Dataset records:
╔══

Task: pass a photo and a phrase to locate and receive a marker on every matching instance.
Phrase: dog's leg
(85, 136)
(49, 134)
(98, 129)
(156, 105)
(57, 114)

╚══

Problem:
Output every line of the entries above as a JSON list of strings, one string per line, leaving out blank lines.

Task solution:
[
  "Task: pass a photo and a phrase to locate and receive a marker on every matching instance.",
  "Phrase: dog's leg",
  "(85, 136)",
  "(49, 134)",
  "(98, 129)",
  "(156, 105)",
  "(57, 114)"
]